• _EXERCISE_
Transcribe every line of the records verbatim.

## begin RECORDS SHOWN

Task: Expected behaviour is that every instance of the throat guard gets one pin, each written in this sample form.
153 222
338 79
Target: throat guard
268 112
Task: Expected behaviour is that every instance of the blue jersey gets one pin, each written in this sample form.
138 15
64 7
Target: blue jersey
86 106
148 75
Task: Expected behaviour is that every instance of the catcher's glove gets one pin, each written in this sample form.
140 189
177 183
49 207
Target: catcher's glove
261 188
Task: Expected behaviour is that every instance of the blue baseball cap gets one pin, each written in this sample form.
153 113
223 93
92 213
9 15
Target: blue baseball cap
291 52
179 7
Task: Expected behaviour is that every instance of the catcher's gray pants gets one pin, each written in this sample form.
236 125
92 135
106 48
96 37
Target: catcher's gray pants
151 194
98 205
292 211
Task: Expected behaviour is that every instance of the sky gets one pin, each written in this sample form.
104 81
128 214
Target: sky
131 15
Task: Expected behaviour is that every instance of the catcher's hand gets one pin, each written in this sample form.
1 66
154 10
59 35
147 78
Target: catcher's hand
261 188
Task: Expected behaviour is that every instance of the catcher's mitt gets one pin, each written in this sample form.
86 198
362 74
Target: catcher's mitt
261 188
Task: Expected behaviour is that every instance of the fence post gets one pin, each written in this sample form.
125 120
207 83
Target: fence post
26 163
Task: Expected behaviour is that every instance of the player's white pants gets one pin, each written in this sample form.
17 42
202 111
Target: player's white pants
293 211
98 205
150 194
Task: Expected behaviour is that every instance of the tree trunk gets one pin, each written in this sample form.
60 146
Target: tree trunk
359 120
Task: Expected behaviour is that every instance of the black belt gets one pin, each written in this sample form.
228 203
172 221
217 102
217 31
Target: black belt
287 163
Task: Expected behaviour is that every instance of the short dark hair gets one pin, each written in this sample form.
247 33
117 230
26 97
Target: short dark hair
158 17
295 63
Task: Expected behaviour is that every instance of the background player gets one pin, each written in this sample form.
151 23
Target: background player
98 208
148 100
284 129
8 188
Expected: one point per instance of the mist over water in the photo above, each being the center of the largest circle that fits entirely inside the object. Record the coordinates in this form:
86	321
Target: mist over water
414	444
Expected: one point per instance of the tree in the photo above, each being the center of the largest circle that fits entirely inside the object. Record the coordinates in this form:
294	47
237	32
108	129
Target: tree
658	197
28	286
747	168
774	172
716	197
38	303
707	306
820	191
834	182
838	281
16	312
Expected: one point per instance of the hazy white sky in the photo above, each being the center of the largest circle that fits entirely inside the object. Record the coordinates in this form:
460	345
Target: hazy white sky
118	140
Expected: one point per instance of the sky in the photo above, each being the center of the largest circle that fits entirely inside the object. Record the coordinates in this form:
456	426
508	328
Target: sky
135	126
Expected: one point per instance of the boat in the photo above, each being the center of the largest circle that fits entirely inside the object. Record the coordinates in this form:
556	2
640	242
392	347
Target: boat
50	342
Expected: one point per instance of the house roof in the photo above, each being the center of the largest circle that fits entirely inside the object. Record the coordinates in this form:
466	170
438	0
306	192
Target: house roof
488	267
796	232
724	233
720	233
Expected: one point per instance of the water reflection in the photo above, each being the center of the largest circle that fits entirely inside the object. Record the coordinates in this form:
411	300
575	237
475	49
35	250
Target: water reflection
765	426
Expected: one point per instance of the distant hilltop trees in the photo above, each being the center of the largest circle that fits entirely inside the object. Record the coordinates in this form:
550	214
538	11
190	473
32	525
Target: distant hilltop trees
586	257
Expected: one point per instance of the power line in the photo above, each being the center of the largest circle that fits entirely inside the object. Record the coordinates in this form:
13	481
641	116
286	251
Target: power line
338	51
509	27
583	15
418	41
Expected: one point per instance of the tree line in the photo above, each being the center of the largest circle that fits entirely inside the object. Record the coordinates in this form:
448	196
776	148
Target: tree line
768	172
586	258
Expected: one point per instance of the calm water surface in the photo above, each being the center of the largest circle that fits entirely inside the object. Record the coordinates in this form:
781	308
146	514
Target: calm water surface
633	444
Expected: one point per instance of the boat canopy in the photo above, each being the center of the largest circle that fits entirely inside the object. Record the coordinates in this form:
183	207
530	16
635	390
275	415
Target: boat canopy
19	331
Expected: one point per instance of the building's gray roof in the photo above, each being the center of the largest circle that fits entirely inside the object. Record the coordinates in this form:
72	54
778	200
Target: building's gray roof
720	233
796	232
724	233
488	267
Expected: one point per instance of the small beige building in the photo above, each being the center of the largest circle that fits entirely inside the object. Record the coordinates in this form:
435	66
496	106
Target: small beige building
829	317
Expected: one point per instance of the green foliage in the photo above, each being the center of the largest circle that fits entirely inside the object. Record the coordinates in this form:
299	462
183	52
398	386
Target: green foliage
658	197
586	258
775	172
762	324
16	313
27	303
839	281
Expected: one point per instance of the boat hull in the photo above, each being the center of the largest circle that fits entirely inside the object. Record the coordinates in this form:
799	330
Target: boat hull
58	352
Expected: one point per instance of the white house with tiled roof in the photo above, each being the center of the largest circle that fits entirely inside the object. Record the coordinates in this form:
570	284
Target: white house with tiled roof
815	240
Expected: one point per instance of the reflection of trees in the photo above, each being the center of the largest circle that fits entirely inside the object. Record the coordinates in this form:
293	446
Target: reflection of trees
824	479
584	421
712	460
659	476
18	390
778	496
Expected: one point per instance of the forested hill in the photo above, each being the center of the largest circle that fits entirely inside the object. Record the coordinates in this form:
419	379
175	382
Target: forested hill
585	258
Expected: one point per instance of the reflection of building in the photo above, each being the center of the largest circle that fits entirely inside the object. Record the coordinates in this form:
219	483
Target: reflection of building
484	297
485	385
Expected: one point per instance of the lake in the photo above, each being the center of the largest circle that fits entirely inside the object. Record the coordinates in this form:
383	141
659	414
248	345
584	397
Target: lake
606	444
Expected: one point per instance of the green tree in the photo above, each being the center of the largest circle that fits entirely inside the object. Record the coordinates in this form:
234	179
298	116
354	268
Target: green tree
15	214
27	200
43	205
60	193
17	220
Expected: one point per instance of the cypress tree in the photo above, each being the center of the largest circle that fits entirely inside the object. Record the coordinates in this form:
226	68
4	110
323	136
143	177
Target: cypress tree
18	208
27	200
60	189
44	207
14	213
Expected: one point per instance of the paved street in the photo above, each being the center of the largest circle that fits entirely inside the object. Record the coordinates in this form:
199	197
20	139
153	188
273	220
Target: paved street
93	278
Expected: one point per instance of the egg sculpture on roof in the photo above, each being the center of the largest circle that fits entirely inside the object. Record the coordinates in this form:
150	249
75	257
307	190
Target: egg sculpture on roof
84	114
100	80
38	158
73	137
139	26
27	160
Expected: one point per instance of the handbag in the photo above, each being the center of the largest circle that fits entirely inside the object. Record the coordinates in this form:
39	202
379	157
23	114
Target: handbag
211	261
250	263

## end RECORDS SHOWN

• _WORKED ANSWER_
Task: Expected behaviour is that every instance of the throat guard gets one pin, each written in this sample form.
153 222
338 79
Target: throat guard
268 112
Task: Expected behaviour is that every instance of the blue jersey gets one pin, each written in this sample form.
138 15
64 7
Target: blue jersey
86 106
148 75
Task: Expected behaviour is that every instance of the catcher's glove gets one pin, each written in this sample form.
140 189
177 183
49 207
Target: catcher's glove
261 188
Task: Expected behaviour is that every instance of the blue baseball cap gets one pin, each written in this sample form.
153 113
223 93
92 213
9 15
Target: blue baseball cap
291 52
179 7
Task: Expected behaviour is that every instance of the catcher's gray pants gets one pin, each written in this sample form.
236 125
92 135
106 48
96 37
Target: catcher's gray pants
151 194
98 205
292 211
Task: Expected behaviour is that every instance of the sky gets one pin, each written in this sample form.
104 81
128 214
Target: sky
131 15
Task: Expected behaviour is that every instance of the catcher's hand gets one pin, each written in this sample form.
1 66
154 10
59 35
147 78
Target: catcher's hand
261 188
Task: Expected behaviour is that every instance of the catcher's mitt gets one pin, each written in this sample form.
86 198
362 74
Target: catcher's mitt
261 188
Task: Expected behaviour is that every instance of the fence post gets one pin, each written in this sample form.
125 120
207 83
Target: fence post
26 163
Task: Expected behaviour is that every instance of the player's white pants gets one pin, each written in this sample form.
17 42
202 111
Target: player's white pants
293 211
98 205
150 194
Task: Expected behaviour is that every instance of the tree trunk gets one pin, each written in this sample form.
60 146
Target: tree trunk
359 120
Task: Expected behaviour is that every instance of the black belt gets one pin, each written in this sample form.
228 203
172 221
217 102
217 31
Target: black belt
287 163
Task: Expected behaviour is that every instance of the short dark hair gets one pin, each written in this sample form.
247 33
117 230
26 97
Target: short dark hair
158 17
295 63
Task: Expected behaviour is that every instance of the background player gets one pin, each written in this sample form.
151 23
Target: background player
98 208
148 100
284 129
8 188
Expected: one point per instance of the mist over water in the photo above, each being the center of the largest circle that fits entirely inside the object. Record the coordinates in this form:
86	321
Target: mist over water
414	444
Expected: one point per instance of the tree in the photo above, each being the center of the largest circle that fits entirely inside the object. Record the coordinates in this form:
294	47
237	32
108	129
Target: tree
658	197
28	286
747	168
774	172
716	197
38	303
707	306
820	191
834	182
838	281
16	312
Expected: one point per instance of the hazy white sky in the photo above, each being the center of the largest circle that fits entirely inside the object. Record the coordinates in this form:
460	345
Target: hazy white sky
118	140
Expected: one point per instance of the sky in the photo above, each being the center of the largest circle that fits entirely inside the object. Record the coordinates in this form:
456	426
508	328
Target: sky
135	126
Expected: one point per instance of the boat in the photo above, each being the center of the largest circle that fits entirely inside the object. Record the coordinates in this form:
556	2
640	242
392	347
Target: boat
50	342
Expected: one point per instance of the house roof in the photo above, each being the center of the largest circle that fits entirely inside the object. Record the coordinates in this form:
466	170
438	0
306	192
Target: house roof
488	267
796	232
724	233
720	233
Expected: one point per instance of the water reflection in the photo above, each being the center of the largest circle that fits entirely inside the object. Record the coordinates in this form:
411	300
575	237
475	49
35	250
Target: water reflection
765	426
Expected: one point per instance of the distant hilltop trees in the photo above, each being the center of the largest circle that fits entirely inside the object. Record the coordinates in this form:
550	214
538	11
190	473
32	525
Target: distant hilltop trees
586	257
Expected: one point per instance of the power line in the photo above, each being the center of the largest circle that fits entirely inside the object. Record the coordinates in this form:
13	481
641	116
286	251
Target: power line
338	51
509	27
583	15
418	41
Expected: one point per instance of the tree line in the photo above, each being the center of the largest circle that fits entirely inside the object. Record the coordinates in this form:
448	196
776	148
Target: tree line
768	172
586	258
Expected: one point per instance of the calm water surface in the photo above, each being the center of the largest circle that fits entirely inside the object. Record the coordinates in this form:
781	308
146	514
Target: calm water surface
633	444
Expected: one point per instance of the boat canopy in the photo above, each being the center of the largest circle that fits entirely inside the object. Record the coordinates in this form:
183	207
530	16
635	390
275	415
Target: boat canopy
19	331
Expected: one point per instance of the building's gray roof in the photo above, each being the center of the largest circle that fits entirely inside the object. Record the coordinates in this form:
72	54
778	200
Target: building's gray roof
720	233
796	232
724	233
488	267
Expected: one point per instance of the small beige building in the photo above, each being the center of the largest circle that fits entirely inside the object. Record the coordinates in this form:
435	66
496	106
Target: small beige building
829	317
Expected: one point per instance of the green foliage in the photo above, each being the center of the largest circle that fits entirely inside the object. Record the coordinates in this form:
299	462
183	52
398	386
Target: green foliage
658	197
586	258
775	172
762	324
16	313
27	303
839	281
Expected: one point per instance of the boat hull in the photo above, each being the center of the largest circle that fits entirely inside the object. Record the coordinates in this form:
799	330
Target: boat hull
58	352
Expected: one point per instance of the white house with tiled roof in the photo above, each being the center of the largest circle that fits entirely inside the object. Record the coordinates in this form:
570	284
Target: white house with tiled roof
815	240
Expected: one point per instance of the reflection of trees in the photo above, each being the center of the largest circle that fits entirely inside the object. Record the coordinates in this form:
293	446
Target: reflection of trees
824	479
584	421
712	460
659	476
18	390
778	496
Expected: one point per instance of the forested hill in the photo above, each being the center of the largest circle that fits entirely inside the object. Record the coordinates in this form:
419	379
175	382
Target: forested hill
585	258
Expected: one point per instance of the reflection of building in the photo above, each being the center of the largest circle that fits entirely inside the object. Record the coordinates in this form:
219	483
Target: reflection of building
484	297
485	385
Expected: one point per instance of the lake in the photo above, each being the center of the largest circle that fits entirely inside the object. Record the coordinates in this form:
383	141
659	414
248	345
584	397
Target: lake
606	444
Expected: one point per instance of the green tree in the photo above, each being the center of the largest circle that fits entirely inside the object. Record the coordinates in this form:
234	179
298	116
354	268
Target: green tree
15	214
27	200
43	205
60	193
17	220
Expected: one point per instance of the cypress tree in the photo above, each being the center of the largest circle that fits entirely inside the object. Record the coordinates in this form:
226	68
4	110
323	136
143	177
Target: cypress tree
18	208
27	200
60	189
44	207
14	213
Expected: one point per instance of the paved street in the photo above, each being the center of the largest circle that fits entirely inside the object. Record the coordinates in this form:
199	197
20	139
153	188
273	220
Target: paved street
93	278
Expected: one point per instance of the egg sculpture on roof in the photo above, each being the center of the largest circle that fits entirely inside the object. Record the coordinates in this form:
150	249
75	257
307	190
Target: egg sculpture on roof
84	114
100	80
38	158
73	137
139	26
27	160
Expected: one point per instance of the handbag in the photo above, each being the center of the largest circle that fits entirely inside the object. Record the coordinates in this form:
39	202
379	157
23	114
Target: handbag
211	261
250	263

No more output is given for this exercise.